> _DATA EXTRACTS_
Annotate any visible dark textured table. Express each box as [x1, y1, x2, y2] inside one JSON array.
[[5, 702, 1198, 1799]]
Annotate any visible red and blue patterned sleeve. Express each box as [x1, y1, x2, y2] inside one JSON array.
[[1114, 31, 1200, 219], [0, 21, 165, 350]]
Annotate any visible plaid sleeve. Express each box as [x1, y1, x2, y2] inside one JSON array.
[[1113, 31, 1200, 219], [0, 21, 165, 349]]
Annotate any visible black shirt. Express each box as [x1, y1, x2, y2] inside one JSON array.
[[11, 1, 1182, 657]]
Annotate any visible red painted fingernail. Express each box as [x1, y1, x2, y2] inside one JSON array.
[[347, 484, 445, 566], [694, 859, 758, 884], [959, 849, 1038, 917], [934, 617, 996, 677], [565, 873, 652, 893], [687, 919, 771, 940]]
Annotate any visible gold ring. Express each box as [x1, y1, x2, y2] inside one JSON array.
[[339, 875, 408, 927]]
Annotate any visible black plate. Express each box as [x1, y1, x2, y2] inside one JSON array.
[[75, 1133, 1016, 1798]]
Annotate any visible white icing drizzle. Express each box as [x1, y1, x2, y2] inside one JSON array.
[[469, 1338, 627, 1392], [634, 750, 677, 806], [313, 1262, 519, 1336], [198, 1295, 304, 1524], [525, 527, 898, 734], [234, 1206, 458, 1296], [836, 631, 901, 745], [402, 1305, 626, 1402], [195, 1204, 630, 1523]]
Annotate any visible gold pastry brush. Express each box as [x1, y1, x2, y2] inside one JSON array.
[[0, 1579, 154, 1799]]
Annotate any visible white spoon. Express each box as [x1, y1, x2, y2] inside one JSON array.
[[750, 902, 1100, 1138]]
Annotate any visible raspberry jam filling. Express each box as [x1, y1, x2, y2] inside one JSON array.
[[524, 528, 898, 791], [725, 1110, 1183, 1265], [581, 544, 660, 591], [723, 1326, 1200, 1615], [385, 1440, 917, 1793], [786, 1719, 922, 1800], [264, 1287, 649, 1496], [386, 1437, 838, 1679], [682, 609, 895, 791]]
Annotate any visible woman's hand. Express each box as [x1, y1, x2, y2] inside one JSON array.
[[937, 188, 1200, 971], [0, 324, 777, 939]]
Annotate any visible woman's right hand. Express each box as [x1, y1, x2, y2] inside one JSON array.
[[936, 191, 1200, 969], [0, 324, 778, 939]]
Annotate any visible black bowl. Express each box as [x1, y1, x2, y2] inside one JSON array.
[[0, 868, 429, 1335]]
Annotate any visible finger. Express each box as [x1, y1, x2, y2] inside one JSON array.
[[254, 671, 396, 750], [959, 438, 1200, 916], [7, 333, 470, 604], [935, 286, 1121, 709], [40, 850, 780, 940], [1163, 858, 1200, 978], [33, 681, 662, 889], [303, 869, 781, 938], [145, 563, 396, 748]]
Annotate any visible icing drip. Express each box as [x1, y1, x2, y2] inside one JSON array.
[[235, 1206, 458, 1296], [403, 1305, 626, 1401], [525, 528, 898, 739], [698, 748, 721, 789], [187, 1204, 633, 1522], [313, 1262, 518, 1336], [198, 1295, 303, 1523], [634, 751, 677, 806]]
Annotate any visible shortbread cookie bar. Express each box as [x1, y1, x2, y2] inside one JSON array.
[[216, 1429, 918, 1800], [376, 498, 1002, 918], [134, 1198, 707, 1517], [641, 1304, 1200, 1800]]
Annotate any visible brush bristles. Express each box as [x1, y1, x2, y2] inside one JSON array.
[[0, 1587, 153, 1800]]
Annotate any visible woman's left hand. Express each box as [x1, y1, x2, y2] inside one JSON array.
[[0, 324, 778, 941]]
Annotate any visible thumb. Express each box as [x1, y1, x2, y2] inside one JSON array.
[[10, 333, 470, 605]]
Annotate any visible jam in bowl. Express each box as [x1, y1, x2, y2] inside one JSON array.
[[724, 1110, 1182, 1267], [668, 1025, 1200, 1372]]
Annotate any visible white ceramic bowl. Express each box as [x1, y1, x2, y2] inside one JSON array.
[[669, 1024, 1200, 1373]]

> _THE TASK_
Retype, without any change, every line from the one with "Annotate any visible thumb." to the bottom of the listing.

> _ANSWER TO THIS PROBLEM_
Annotate any visible thumb. Express each box as [x1, y1, x2, y2] inside one JSON array.
[[10, 333, 470, 605]]
Annotate any visible jam in bowl. Express each box as [x1, y1, x2, y2] inside one JSON array.
[[724, 1110, 1182, 1267], [668, 1025, 1200, 1372]]
Annotate any visible white ceramic bowl. Express each box as [x1, y1, x2, y2] inside one JSON array.
[[669, 1024, 1200, 1373]]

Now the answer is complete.